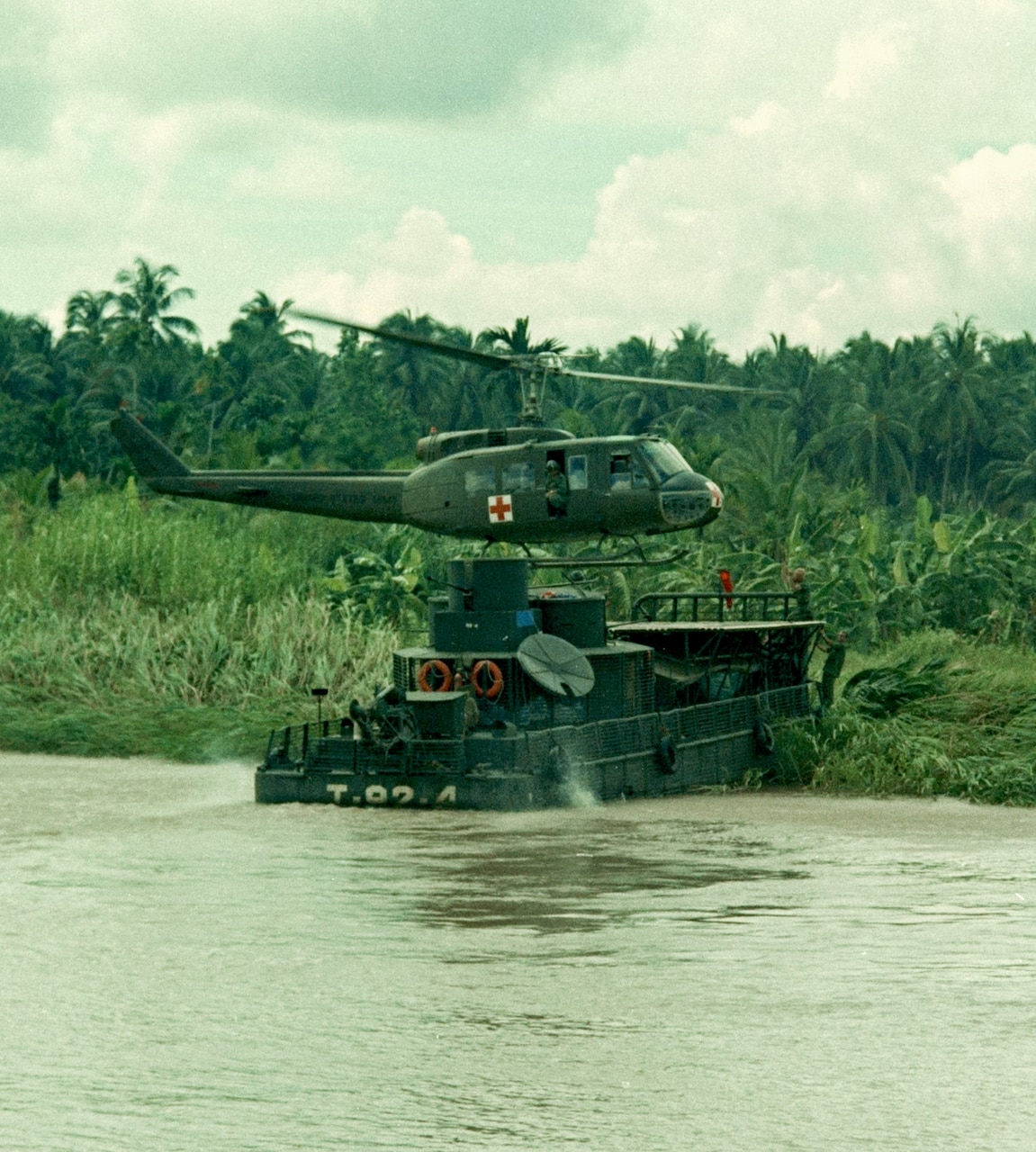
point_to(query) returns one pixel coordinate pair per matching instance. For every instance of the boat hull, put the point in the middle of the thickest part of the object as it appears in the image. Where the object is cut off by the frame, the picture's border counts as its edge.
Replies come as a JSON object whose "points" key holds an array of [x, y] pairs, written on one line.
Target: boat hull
{"points": [[650, 755]]}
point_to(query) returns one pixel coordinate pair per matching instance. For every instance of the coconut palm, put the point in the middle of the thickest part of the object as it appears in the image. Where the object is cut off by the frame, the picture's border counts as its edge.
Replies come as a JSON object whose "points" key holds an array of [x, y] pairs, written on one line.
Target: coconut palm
{"points": [[143, 307]]}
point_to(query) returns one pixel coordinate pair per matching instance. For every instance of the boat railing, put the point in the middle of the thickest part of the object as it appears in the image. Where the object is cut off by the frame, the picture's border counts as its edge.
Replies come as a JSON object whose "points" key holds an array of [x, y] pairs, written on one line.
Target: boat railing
{"points": [[714, 606], [292, 743]]}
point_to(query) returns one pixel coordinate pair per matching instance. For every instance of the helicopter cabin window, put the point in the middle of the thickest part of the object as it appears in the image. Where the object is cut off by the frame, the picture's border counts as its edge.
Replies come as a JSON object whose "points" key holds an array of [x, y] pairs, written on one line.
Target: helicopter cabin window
{"points": [[627, 472], [518, 477], [480, 481]]}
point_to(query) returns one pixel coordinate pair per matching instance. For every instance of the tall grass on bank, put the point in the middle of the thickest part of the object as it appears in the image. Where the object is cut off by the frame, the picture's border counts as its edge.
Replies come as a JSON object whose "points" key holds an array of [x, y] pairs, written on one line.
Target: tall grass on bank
{"points": [[131, 629], [970, 733], [131, 679]]}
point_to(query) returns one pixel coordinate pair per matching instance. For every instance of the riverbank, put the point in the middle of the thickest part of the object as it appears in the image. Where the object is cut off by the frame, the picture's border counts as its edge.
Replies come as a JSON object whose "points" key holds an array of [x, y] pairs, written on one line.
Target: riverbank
{"points": [[933, 715], [143, 628]]}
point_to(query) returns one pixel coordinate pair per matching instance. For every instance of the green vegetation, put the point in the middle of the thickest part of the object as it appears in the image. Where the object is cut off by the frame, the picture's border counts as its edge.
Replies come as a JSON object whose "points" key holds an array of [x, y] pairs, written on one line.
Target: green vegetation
{"points": [[901, 476]]}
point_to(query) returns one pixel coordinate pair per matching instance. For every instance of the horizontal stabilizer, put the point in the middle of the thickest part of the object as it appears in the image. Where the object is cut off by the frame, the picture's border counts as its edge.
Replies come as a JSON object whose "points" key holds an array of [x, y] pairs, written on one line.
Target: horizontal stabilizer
{"points": [[150, 456]]}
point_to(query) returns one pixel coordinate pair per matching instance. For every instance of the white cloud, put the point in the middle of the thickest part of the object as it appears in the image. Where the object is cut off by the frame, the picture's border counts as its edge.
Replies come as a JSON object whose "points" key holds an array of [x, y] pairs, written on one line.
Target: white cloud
{"points": [[862, 58]]}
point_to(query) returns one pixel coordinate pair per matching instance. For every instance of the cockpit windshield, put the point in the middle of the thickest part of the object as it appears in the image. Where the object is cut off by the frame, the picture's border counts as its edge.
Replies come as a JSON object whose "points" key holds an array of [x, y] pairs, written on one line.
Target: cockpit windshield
{"points": [[664, 459]]}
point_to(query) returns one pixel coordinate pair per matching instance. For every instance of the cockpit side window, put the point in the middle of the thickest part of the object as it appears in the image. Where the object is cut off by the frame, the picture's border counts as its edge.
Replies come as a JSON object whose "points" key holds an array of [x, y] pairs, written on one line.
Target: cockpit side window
{"points": [[664, 459], [627, 472], [480, 478]]}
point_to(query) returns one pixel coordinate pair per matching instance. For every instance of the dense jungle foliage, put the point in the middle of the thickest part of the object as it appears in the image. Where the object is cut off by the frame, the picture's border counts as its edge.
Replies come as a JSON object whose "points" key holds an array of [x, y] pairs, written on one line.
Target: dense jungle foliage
{"points": [[901, 476]]}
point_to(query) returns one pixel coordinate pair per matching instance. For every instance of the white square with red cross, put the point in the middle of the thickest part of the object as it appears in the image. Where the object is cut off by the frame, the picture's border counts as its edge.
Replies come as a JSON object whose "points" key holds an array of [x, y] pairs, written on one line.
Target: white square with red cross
{"points": [[500, 509]]}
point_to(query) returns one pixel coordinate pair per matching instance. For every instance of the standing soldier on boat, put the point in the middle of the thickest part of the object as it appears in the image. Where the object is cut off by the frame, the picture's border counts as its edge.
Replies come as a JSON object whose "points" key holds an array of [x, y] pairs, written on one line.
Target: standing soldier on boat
{"points": [[833, 665]]}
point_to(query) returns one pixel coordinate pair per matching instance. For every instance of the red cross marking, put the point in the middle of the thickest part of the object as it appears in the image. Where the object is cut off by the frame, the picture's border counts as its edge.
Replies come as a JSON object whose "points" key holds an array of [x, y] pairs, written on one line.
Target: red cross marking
{"points": [[500, 509]]}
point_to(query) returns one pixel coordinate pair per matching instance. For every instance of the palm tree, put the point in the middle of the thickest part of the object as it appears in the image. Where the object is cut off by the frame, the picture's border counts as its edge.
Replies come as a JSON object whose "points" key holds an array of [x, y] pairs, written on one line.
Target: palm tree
{"points": [[89, 316], [953, 414], [144, 318]]}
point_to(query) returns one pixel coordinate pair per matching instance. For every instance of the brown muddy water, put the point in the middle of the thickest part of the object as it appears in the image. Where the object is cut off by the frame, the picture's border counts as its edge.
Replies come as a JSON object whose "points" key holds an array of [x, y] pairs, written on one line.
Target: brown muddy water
{"points": [[185, 969]]}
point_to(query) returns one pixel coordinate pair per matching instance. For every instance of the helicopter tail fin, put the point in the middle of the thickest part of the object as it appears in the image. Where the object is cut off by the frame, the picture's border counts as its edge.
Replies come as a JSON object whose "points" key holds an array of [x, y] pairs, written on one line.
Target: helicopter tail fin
{"points": [[150, 456]]}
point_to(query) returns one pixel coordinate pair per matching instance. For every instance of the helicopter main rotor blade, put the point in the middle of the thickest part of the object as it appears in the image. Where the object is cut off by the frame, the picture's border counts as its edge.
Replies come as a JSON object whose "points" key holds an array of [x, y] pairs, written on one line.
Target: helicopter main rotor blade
{"points": [[698, 385], [486, 360]]}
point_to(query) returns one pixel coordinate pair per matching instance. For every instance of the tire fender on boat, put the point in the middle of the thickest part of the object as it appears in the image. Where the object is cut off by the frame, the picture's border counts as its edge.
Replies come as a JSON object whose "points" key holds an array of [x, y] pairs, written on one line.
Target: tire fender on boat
{"points": [[666, 753], [763, 733], [488, 680]]}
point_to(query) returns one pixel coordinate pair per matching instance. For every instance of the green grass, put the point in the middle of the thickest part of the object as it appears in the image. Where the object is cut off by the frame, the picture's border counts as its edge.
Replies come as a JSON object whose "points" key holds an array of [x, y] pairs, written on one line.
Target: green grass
{"points": [[970, 733], [130, 629], [135, 626]]}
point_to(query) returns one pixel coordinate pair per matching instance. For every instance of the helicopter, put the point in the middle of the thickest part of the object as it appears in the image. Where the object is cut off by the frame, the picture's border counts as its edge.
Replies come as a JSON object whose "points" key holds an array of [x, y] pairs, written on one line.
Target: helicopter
{"points": [[526, 484]]}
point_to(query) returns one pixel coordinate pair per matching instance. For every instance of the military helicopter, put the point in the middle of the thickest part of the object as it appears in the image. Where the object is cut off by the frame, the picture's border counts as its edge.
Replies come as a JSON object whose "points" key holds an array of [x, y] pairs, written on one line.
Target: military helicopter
{"points": [[527, 484]]}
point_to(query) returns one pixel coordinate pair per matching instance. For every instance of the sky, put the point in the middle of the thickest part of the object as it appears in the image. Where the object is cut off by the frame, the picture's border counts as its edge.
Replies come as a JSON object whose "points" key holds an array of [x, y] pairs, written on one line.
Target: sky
{"points": [[605, 167]]}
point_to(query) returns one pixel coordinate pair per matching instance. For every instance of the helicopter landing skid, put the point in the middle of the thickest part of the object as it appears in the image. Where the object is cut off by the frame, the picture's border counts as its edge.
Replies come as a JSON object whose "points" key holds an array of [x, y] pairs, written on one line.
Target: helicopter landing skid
{"points": [[633, 558]]}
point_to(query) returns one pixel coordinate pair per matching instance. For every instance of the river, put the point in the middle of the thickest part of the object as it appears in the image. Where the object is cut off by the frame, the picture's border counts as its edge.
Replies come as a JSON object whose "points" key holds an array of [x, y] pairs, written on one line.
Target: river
{"points": [[185, 969]]}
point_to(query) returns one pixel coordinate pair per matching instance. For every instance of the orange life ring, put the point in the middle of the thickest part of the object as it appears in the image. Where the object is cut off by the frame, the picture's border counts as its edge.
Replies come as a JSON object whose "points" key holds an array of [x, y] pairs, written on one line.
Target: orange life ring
{"points": [[441, 669], [496, 680]]}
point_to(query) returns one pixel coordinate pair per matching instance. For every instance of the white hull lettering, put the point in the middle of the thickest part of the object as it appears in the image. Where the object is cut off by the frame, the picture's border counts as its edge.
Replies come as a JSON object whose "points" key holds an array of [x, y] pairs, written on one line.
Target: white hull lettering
{"points": [[378, 794]]}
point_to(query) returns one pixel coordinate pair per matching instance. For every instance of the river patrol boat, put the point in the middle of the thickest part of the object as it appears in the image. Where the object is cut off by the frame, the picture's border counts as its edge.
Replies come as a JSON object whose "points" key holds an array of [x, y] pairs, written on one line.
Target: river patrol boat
{"points": [[529, 698]]}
........
EXERCISE GOAL »
From the line containing "the river patrol" down to the last line of the listing above, give every line again exactly, and add nothing.

WRITTEN SOLUTION »
point_to(query) returns one pixel coordinate pair per matching instance. For every instance of the river patrol boat, put the point in the middle of the thickest part of the object as it appears in the image. Where the object is cut off by the frame, the picture's border counts as its edge.
Replies come as a JSON object whose "points" key holds an array of [x, y] pairs, written on one line.
Target: river patrol boat
{"points": [[529, 698]]}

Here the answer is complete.